Task instructions:
Your answer should consist of all lines in the listing that hold the word "jacket".

####

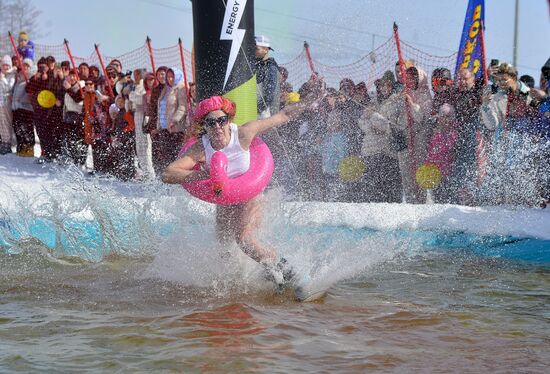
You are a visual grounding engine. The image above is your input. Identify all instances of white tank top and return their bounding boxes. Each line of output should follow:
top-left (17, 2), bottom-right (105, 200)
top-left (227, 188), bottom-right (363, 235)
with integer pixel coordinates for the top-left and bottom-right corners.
top-left (202, 123), bottom-right (251, 178)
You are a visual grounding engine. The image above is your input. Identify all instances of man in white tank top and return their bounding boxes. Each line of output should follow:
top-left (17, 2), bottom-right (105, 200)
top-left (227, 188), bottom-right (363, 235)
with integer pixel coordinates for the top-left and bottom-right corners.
top-left (162, 96), bottom-right (315, 289)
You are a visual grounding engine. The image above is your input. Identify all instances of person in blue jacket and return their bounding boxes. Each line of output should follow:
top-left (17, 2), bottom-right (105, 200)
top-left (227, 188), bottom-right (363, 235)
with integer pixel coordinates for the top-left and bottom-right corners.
top-left (17, 32), bottom-right (35, 61)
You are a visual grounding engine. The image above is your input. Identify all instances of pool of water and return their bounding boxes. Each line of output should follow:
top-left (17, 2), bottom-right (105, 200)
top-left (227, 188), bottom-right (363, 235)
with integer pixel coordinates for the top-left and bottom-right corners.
top-left (1, 175), bottom-right (549, 372)
top-left (1, 247), bottom-right (548, 372)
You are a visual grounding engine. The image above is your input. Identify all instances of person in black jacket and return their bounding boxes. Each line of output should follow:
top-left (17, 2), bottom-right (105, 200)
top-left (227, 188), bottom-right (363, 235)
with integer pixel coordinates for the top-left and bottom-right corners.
top-left (255, 35), bottom-right (289, 189)
top-left (254, 35), bottom-right (280, 119)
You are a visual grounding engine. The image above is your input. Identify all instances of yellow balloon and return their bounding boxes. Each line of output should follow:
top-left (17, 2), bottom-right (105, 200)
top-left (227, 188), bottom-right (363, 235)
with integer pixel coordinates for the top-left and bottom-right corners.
top-left (339, 156), bottom-right (366, 181)
top-left (287, 92), bottom-right (300, 103)
top-left (37, 90), bottom-right (56, 109)
top-left (416, 163), bottom-right (442, 189)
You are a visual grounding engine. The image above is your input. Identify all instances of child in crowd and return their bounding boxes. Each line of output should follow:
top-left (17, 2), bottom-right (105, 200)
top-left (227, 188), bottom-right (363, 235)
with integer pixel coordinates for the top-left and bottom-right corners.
top-left (426, 103), bottom-right (459, 203)
top-left (17, 32), bottom-right (35, 61)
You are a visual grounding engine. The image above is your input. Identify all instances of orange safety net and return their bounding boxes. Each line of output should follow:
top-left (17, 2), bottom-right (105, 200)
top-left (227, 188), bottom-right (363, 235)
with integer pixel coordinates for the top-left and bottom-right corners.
top-left (0, 34), bottom-right (457, 92)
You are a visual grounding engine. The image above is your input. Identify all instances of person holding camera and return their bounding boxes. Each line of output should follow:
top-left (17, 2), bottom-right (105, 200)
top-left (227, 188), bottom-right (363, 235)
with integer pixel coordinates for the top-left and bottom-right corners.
top-left (110, 95), bottom-right (136, 181)
top-left (62, 68), bottom-right (87, 167)
top-left (365, 63), bottom-right (432, 204)
top-left (480, 62), bottom-right (541, 205)
top-left (358, 71), bottom-right (403, 203)
top-left (46, 63), bottom-right (68, 161)
top-left (88, 80), bottom-right (115, 175)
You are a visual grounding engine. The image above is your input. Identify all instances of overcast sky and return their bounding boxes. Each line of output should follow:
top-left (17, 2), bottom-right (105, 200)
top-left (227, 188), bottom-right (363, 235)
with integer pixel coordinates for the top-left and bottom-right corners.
top-left (32, 0), bottom-right (549, 80)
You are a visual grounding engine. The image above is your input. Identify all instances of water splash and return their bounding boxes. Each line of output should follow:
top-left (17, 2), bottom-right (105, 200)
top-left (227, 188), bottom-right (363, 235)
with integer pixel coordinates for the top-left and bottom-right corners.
top-left (1, 163), bottom-right (548, 301)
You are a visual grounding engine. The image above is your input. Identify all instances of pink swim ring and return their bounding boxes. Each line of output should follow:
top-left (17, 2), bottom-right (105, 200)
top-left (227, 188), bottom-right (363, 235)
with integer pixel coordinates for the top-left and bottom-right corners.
top-left (179, 137), bottom-right (274, 205)
top-left (178, 96), bottom-right (274, 205)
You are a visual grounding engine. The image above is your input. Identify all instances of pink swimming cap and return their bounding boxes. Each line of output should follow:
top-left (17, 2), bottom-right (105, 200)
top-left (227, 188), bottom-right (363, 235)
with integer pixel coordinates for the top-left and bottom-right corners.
top-left (193, 96), bottom-right (236, 122)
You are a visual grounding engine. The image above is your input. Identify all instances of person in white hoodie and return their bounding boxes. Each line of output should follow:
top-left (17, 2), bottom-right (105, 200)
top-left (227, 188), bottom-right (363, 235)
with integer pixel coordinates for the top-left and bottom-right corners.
top-left (358, 71), bottom-right (402, 202)
top-left (62, 68), bottom-right (86, 166)
top-left (0, 55), bottom-right (16, 154)
top-left (152, 67), bottom-right (188, 175)
top-left (128, 69), bottom-right (154, 179)
top-left (12, 58), bottom-right (35, 157)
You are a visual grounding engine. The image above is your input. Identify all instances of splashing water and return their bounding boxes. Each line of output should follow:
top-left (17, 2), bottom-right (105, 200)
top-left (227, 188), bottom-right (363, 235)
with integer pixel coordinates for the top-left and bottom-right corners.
top-left (0, 163), bottom-right (411, 299)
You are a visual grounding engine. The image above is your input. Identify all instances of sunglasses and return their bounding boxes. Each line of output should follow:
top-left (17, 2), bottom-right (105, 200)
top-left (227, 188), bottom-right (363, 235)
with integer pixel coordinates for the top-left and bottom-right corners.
top-left (19, 39), bottom-right (28, 42)
top-left (432, 78), bottom-right (453, 87)
top-left (204, 115), bottom-right (228, 128)
top-left (85, 82), bottom-right (94, 86)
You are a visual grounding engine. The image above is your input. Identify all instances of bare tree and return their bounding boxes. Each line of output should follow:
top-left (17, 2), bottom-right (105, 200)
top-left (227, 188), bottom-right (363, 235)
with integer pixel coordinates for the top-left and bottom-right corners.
top-left (8, 0), bottom-right (43, 36)
top-left (0, 0), bottom-right (45, 38)
top-left (0, 0), bottom-right (46, 55)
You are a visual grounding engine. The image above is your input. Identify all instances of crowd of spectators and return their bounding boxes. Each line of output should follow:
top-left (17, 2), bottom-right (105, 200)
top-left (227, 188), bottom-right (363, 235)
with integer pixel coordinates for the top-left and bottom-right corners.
top-left (1, 32), bottom-right (196, 182)
top-left (0, 32), bottom-right (549, 207)
top-left (276, 58), bottom-right (550, 207)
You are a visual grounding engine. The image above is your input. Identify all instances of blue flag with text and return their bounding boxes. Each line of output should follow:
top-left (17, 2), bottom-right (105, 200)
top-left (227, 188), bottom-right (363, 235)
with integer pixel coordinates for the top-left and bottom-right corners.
top-left (455, 0), bottom-right (485, 78)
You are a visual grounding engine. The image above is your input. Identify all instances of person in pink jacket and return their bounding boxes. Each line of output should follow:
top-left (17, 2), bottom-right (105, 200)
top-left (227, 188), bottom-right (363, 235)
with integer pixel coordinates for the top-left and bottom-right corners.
top-left (426, 103), bottom-right (459, 203)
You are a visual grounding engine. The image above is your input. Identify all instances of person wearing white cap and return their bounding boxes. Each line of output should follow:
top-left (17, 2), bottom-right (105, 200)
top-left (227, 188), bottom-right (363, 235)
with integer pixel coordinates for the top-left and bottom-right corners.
top-left (12, 58), bottom-right (35, 157)
top-left (0, 55), bottom-right (16, 154)
top-left (254, 35), bottom-right (280, 118)
top-left (255, 35), bottom-right (290, 190)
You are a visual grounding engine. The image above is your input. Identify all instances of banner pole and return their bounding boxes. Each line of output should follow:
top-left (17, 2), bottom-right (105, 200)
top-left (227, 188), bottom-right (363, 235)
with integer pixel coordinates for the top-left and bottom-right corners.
top-left (94, 44), bottom-right (115, 97)
top-left (146, 36), bottom-right (157, 85)
top-left (393, 23), bottom-right (416, 177)
top-left (479, 20), bottom-right (488, 86)
top-left (304, 41), bottom-right (316, 74)
top-left (64, 39), bottom-right (85, 99)
top-left (178, 37), bottom-right (192, 115)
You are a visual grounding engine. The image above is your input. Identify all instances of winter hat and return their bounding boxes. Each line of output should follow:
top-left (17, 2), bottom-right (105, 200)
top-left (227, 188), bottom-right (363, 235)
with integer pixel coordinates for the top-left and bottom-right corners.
top-left (519, 74), bottom-right (535, 89)
top-left (109, 103), bottom-right (120, 119)
top-left (22, 58), bottom-right (33, 67)
top-left (89, 65), bottom-right (100, 76)
top-left (540, 58), bottom-right (550, 80)
top-left (375, 70), bottom-right (396, 87)
top-left (1, 55), bottom-right (12, 67)
top-left (193, 96), bottom-right (236, 123)
top-left (432, 68), bottom-right (452, 81)
top-left (395, 59), bottom-right (415, 70)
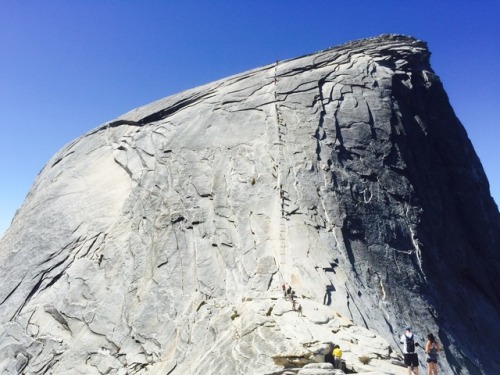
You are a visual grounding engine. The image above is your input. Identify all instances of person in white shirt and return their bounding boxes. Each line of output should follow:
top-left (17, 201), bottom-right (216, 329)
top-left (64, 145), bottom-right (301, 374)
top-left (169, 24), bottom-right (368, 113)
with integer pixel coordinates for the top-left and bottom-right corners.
top-left (400, 326), bottom-right (420, 375)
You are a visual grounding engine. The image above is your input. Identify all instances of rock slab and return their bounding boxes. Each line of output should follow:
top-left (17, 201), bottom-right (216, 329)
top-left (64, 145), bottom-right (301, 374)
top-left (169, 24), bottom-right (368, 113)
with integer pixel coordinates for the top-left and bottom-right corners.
top-left (1, 34), bottom-right (499, 375)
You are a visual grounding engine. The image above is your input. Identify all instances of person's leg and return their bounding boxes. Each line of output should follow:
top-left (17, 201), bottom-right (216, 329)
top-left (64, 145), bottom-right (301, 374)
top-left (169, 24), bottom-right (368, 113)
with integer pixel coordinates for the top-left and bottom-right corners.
top-left (404, 354), bottom-right (412, 375)
top-left (432, 362), bottom-right (438, 375)
top-left (412, 354), bottom-right (419, 375)
top-left (334, 358), bottom-right (341, 369)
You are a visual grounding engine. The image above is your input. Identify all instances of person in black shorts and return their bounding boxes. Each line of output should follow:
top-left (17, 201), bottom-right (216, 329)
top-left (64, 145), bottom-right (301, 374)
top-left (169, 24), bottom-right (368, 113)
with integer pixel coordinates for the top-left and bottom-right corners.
top-left (400, 326), bottom-right (420, 375)
top-left (425, 333), bottom-right (440, 375)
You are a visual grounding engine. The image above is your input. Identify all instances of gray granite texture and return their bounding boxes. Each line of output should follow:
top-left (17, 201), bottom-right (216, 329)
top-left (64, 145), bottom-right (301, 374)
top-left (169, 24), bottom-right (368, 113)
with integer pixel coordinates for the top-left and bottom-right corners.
top-left (1, 35), bottom-right (499, 374)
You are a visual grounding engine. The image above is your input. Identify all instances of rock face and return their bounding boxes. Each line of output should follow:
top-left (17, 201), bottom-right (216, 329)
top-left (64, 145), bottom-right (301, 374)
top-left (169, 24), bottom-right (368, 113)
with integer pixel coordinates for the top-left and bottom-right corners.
top-left (1, 35), bottom-right (499, 375)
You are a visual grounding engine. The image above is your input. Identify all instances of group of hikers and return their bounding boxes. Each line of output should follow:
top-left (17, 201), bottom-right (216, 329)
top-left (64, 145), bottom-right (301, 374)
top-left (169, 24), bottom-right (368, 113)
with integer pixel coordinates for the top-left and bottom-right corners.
top-left (400, 326), bottom-right (440, 375)
top-left (329, 327), bottom-right (440, 374)
top-left (282, 283), bottom-right (302, 315)
top-left (280, 284), bottom-right (440, 374)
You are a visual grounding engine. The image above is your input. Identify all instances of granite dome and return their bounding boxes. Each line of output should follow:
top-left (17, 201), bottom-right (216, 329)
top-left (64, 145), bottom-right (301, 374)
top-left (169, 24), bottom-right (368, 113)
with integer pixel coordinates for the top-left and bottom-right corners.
top-left (1, 35), bottom-right (499, 375)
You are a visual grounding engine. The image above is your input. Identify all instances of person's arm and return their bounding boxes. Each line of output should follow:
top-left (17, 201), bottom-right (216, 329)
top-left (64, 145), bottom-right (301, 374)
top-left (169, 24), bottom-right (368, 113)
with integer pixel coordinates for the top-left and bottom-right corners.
top-left (425, 341), bottom-right (431, 353)
top-left (436, 341), bottom-right (441, 352)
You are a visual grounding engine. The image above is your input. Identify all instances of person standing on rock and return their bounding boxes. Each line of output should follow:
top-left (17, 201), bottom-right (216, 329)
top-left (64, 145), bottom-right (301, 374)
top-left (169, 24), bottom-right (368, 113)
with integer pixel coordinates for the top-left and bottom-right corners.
top-left (425, 333), bottom-right (440, 375)
top-left (400, 327), bottom-right (420, 375)
top-left (332, 345), bottom-right (342, 370)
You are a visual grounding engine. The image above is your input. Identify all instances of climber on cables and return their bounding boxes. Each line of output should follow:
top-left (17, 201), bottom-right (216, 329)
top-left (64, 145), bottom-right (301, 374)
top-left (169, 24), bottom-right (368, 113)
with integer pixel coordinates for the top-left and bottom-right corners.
top-left (297, 303), bottom-right (302, 316)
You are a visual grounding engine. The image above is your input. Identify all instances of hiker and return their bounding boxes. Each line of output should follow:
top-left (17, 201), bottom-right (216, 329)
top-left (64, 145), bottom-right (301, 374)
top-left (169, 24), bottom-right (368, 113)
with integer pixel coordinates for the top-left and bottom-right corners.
top-left (425, 333), bottom-right (440, 375)
top-left (297, 304), bottom-right (302, 316)
top-left (332, 344), bottom-right (342, 369)
top-left (323, 285), bottom-right (333, 305)
top-left (286, 286), bottom-right (292, 297)
top-left (400, 326), bottom-right (420, 375)
top-left (282, 283), bottom-right (286, 298)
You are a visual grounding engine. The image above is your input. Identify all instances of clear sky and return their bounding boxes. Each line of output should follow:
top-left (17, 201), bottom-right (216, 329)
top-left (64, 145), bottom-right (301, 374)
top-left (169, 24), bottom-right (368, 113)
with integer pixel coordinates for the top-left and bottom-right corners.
top-left (1, 1), bottom-right (499, 236)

####

Your solution:
You are a visual grounding engine. The image above is your input. Identify all instances of person in blue jacket and return their bounding boxes. Each line of output should follow:
You are a visual grounding engine. The image above is your input. Identify all instances of person in black jacket and return their bounding boxes. Each line of output should follow:
You are a visual grounding engine. The image above is your input. Identify all instances of person in pink jacket and return their bounding boxes. Each line of output should follow:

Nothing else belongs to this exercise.